■ **TASK**:
Rewrite every line of the data from its beginning through the line holding "[(429, 62)]", inclusive. Offset each coordinate in the answers by 115 and leave all other text unchanged.

[Records excerpted from a collection]
Start

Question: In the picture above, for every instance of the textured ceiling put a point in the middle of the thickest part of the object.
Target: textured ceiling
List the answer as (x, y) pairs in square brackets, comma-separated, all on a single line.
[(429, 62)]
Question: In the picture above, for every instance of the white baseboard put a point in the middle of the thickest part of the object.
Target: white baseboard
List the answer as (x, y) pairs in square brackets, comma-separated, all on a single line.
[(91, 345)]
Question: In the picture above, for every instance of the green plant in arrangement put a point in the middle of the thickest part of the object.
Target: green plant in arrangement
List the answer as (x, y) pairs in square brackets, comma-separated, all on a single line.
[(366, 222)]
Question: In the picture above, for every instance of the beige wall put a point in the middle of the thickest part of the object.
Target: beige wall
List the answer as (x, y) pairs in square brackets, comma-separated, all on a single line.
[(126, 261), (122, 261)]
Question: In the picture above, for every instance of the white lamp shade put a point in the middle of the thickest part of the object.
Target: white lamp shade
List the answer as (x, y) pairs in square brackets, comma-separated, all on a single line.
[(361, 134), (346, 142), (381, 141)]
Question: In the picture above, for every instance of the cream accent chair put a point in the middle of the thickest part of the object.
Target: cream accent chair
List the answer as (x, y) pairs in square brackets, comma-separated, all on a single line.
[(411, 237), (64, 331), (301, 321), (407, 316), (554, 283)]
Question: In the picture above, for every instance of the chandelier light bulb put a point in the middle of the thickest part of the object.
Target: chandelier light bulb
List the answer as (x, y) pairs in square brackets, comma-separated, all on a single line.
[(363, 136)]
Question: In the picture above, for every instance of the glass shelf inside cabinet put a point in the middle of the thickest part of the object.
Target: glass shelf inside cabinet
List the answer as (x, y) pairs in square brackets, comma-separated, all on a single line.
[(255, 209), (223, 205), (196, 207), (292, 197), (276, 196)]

End

■ **SOLUTION**:
Question: In the picture above, for every instance of the textured ceiling put a point in the middle of the thickest part of the object.
Target: textured ceiling
List the answer as (x, y) pairs in square brackets, comma-separated, all on a single line.
[(544, 177)]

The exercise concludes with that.